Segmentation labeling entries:
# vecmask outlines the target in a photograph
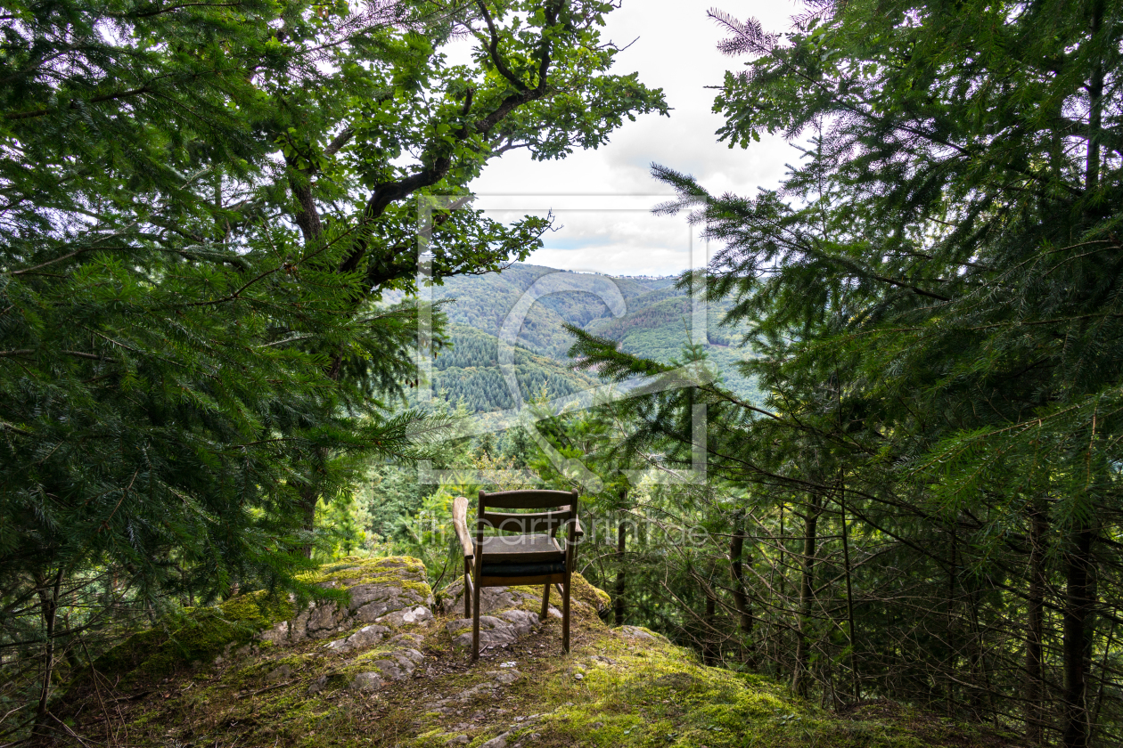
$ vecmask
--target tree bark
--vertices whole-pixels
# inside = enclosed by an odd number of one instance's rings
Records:
[[[55,672],[55,621],[58,619],[58,593],[63,584],[63,570],[60,569],[53,582],[43,579],[39,582],[39,610],[43,626],[46,629],[46,646],[43,653],[43,683],[39,687],[39,703],[35,711],[35,735],[46,735],[47,701],[51,698],[51,678]]]
[[[702,585],[705,594],[705,630],[702,631],[702,662],[706,665],[715,665],[718,657],[714,654],[714,618],[716,617],[718,601],[714,600],[713,592],[709,584]]]
[[[853,691],[853,700],[861,700],[861,686],[858,677],[858,653],[855,644],[853,625],[853,584],[850,579],[850,537],[846,523],[846,482],[842,480],[842,471],[839,471],[839,518],[842,523],[842,567],[846,573],[846,616],[847,632],[850,639],[850,689]]]
[[[1092,536],[1088,527],[1078,528],[1065,554],[1065,748],[1088,746],[1088,640],[1092,610]]]
[[[741,554],[745,551],[745,510],[739,509],[733,515],[733,535],[729,541],[729,570],[733,578],[733,606],[737,608],[741,659],[751,665],[752,661],[752,610],[749,608],[748,597],[745,594],[745,570],[741,566]],[[748,654],[747,654],[748,653]]]
[[[1046,594],[1044,506],[1039,500],[1030,514],[1030,593],[1025,606],[1025,742],[1040,746],[1044,737],[1046,710],[1044,594]]]
[[[800,583],[800,631],[795,647],[795,671],[792,675],[792,690],[801,696],[807,695],[807,689],[811,685],[811,606],[815,593],[815,546],[820,511],[822,511],[820,498],[812,496],[804,520],[803,572]]]
[[[624,548],[628,537],[628,526],[623,519],[617,527],[617,599],[613,601],[612,610],[617,626],[624,625],[624,585],[627,583],[627,572],[624,571]]]

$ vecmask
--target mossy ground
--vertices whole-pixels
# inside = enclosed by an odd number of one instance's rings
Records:
[[[326,570],[325,578],[334,573]],[[102,677],[69,721],[76,733],[108,745],[177,748],[437,748],[457,736],[468,742],[453,745],[471,748],[502,733],[509,748],[1016,745],[892,704],[843,715],[821,711],[767,678],[705,667],[661,637],[610,629],[594,608],[604,593],[584,580],[575,592],[584,602],[574,606],[569,655],[562,653],[562,622],[549,618],[538,631],[486,650],[472,664],[466,652],[454,648],[445,626],[463,610],[450,611],[403,628],[423,636],[418,648],[424,662],[411,678],[377,692],[347,687],[348,673],[356,657],[376,659],[382,645],[340,655],[312,641],[217,665],[182,665],[163,676],[147,673],[124,689],[124,681],[115,690]],[[513,667],[502,667],[509,663]],[[465,698],[514,671],[519,677],[494,693]],[[310,693],[317,682],[319,690]],[[539,717],[526,719],[532,715]]]

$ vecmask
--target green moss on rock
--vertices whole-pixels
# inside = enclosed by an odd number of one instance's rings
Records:
[[[210,662],[232,647],[293,616],[292,604],[265,591],[241,594],[220,606],[188,608],[159,628],[140,631],[94,663],[102,674],[166,675],[198,662]]]

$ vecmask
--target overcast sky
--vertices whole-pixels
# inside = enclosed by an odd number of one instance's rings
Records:
[[[670,117],[647,114],[626,122],[599,150],[560,161],[532,161],[512,151],[493,161],[472,184],[480,207],[497,219],[554,210],[562,229],[545,238],[529,259],[536,265],[613,275],[670,275],[704,264],[704,247],[682,218],[656,218],[652,205],[669,191],[650,175],[651,163],[699,177],[713,193],[751,194],[775,186],[798,153],[779,138],[730,150],[714,131],[722,118],[711,112],[727,70],[743,61],[714,45],[721,29],[706,17],[714,6],[740,18],[756,17],[766,30],[791,26],[792,0],[623,0],[609,15],[604,37],[631,47],[617,56],[614,73],[639,72],[661,87]],[[513,212],[509,212],[513,211]],[[692,238],[692,233],[694,237]]]

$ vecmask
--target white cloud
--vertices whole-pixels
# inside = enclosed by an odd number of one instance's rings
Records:
[[[638,71],[645,84],[664,89],[673,108],[670,118],[641,117],[615,131],[599,150],[562,161],[532,161],[523,154],[506,154],[473,183],[482,196],[538,195],[547,204],[536,206],[555,209],[565,228],[549,234],[529,261],[629,275],[677,273],[692,264],[692,243],[693,265],[699,264],[697,240],[691,240],[682,218],[647,212],[659,202],[650,195],[669,196],[651,177],[651,163],[693,174],[718,194],[752,194],[758,186],[776,185],[785,164],[798,158],[780,138],[765,138],[748,149],[729,149],[718,142],[714,131],[722,118],[711,111],[715,91],[705,86],[720,85],[724,72],[740,67],[742,61],[725,57],[714,47],[723,36],[705,15],[714,3],[740,18],[756,17],[770,30],[789,28],[789,17],[796,11],[789,2],[763,0],[624,0],[623,8],[609,15],[604,36],[620,45],[639,38],[617,57],[613,70]],[[643,195],[640,202],[647,204],[622,211],[624,205],[612,203],[591,211],[579,200],[567,201],[563,195]],[[509,198],[504,206],[530,207],[519,202]]]

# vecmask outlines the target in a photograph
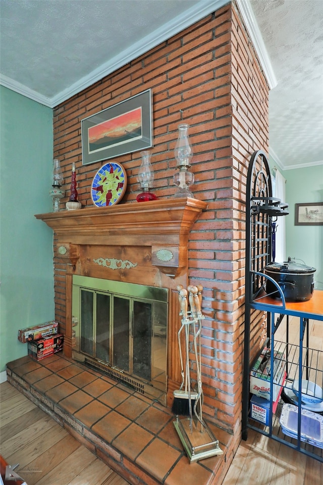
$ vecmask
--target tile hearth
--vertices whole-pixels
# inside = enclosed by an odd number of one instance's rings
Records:
[[[8,380],[133,485],[222,482],[233,437],[208,424],[223,455],[190,464],[170,409],[62,354],[7,364]]]

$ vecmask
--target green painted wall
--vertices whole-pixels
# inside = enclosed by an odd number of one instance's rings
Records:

### [BRIEF]
Exclude every picture and copy the remaining data exactly.

### [PROBLEM SOLUTION]
# vecmask outlines the target in a photograph
$ vecmask
--target tree bark
--vertices whole-pixels
# inside = enclosed by an odd number of one instance's rings
Records:
[[[55,672],[55,621],[58,619],[58,593],[63,584],[63,570],[60,569],[53,582],[43,579],[39,582],[39,610],[43,626],[46,629],[46,646],[43,653],[43,683],[39,687],[39,703],[35,711],[35,735],[46,735],[47,701],[51,698],[51,678]]]
[[[702,585],[705,594],[705,630],[702,631],[702,662],[706,665],[715,665],[718,657],[714,654],[714,618],[716,617],[718,601],[714,600],[713,592],[709,584]]]
[[[853,691],[853,700],[861,700],[861,686],[858,677],[858,653],[855,644],[853,625],[853,584],[850,579],[850,537],[846,523],[846,482],[842,480],[842,471],[839,471],[839,518],[842,523],[842,567],[846,573],[846,616],[847,632],[850,639],[850,689]]]
[[[1092,536],[1088,527],[1078,528],[1065,554],[1065,748],[1088,746],[1088,640],[1092,610]]]
[[[741,554],[745,551],[745,510],[739,509],[733,515],[733,535],[729,541],[729,570],[733,578],[733,606],[737,608],[741,659],[751,665],[752,661],[752,610],[749,608],[748,597],[745,594],[745,570],[741,566]],[[748,654],[747,654],[748,653]]]
[[[1046,594],[1044,506],[1039,500],[1030,514],[1030,593],[1025,606],[1025,742],[1040,746],[1044,737],[1046,710],[1044,594]]]
[[[800,583],[800,631],[795,647],[795,671],[792,675],[792,690],[801,696],[807,695],[807,689],[811,685],[811,606],[815,593],[815,546],[820,511],[822,511],[820,498],[812,496],[804,520],[803,572]]]
[[[624,548],[628,537],[628,526],[623,519],[617,527],[617,599],[613,601],[612,610],[617,626],[624,625],[624,585],[627,583],[627,572],[624,571]]]

$ vecmask
--target mossy ground
--vertices whole-pixels
# inside = enclosed by an odd number of one instance's rings
Records:
[[[326,570],[325,578],[334,573]],[[102,677],[69,721],[76,733],[108,745],[177,748],[437,748],[457,736],[468,742],[453,745],[471,748],[502,733],[509,748],[1016,745],[892,704],[843,715],[821,711],[767,678],[705,667],[661,637],[610,629],[594,608],[604,593],[584,580],[575,592],[584,602],[574,606],[569,655],[562,653],[562,622],[549,618],[538,631],[486,650],[472,664],[466,652],[454,648],[445,626],[463,610],[450,611],[403,628],[423,636],[418,648],[424,662],[411,678],[377,692],[347,687],[348,673],[356,657],[376,659],[382,645],[340,655],[312,641],[217,665],[182,665],[163,676],[147,673],[124,689],[124,681],[115,690]],[[513,667],[502,667],[509,663]],[[465,698],[514,671],[519,677],[494,693]],[[310,693],[317,682],[319,690]],[[539,717],[526,719],[532,715]]]

$ vecmask
--target green moss on rock
--vertices whole-pixels
# inside = enclosed by an odd number of one instance's rings
Records:
[[[210,662],[232,647],[293,616],[292,604],[265,591],[241,594],[220,606],[188,608],[159,628],[140,631],[94,663],[102,674],[166,675],[198,662]]]

$ vecmask
--target overcast sky
--vertices whole-pixels
# inside = enclosed by an odd number of one instance's rings
Records:
[[[670,117],[647,114],[626,122],[599,150],[560,161],[532,161],[512,151],[493,161],[472,184],[480,207],[497,219],[554,210],[562,229],[545,238],[529,259],[536,265],[613,275],[670,275],[704,264],[704,247],[682,218],[656,218],[652,205],[669,191],[650,175],[651,163],[699,177],[713,193],[751,194],[775,186],[798,153],[779,138],[730,150],[714,131],[722,118],[711,112],[727,70],[743,61],[714,45],[721,29],[706,17],[714,6],[740,18],[756,17],[766,30],[791,26],[792,0],[623,0],[609,15],[604,37],[631,47],[617,56],[614,73],[639,72],[661,87]],[[513,212],[509,212],[513,211]],[[692,238],[692,233],[694,237]]]

$ vecmask
--target white cloud
--vertices whole-pixels
# inside = enclosed by an odd number of one instance's rings
Records:
[[[638,71],[645,84],[664,89],[673,108],[670,118],[641,117],[615,131],[599,150],[562,161],[532,161],[523,154],[506,154],[473,183],[482,196],[538,195],[547,204],[536,206],[555,209],[565,228],[549,234],[529,261],[629,275],[677,273],[692,264],[692,243],[693,265],[699,264],[697,240],[691,240],[682,218],[647,212],[659,202],[650,195],[669,196],[651,177],[651,163],[693,174],[718,194],[752,194],[758,186],[776,185],[785,164],[798,158],[780,138],[765,138],[748,149],[729,149],[718,142],[714,131],[722,118],[711,111],[715,91],[705,86],[720,85],[724,72],[740,67],[742,61],[725,57],[714,47],[723,36],[705,15],[714,3],[740,18],[756,17],[770,30],[789,28],[789,17],[796,11],[789,2],[763,0],[624,0],[623,8],[609,15],[604,36],[620,45],[639,38],[617,57],[613,70]],[[643,195],[640,202],[647,204],[622,211],[624,205],[612,203],[591,211],[579,200],[567,201],[563,195]],[[509,198],[504,206],[530,207],[519,202]]]

# vecmask outlines the target in a photograph
$ vecmask
--target tile hearth
--vertices whole-pixels
# inside = enclosed by an odd number of one instance's rings
Records:
[[[8,380],[133,485],[222,482],[233,437],[208,424],[223,455],[190,464],[170,409],[62,354],[7,364]]]

$ vecmask
--target green painted wall
--vertices whole-pixels
# inside = enclosed by an odd number of one instance's rings
Records:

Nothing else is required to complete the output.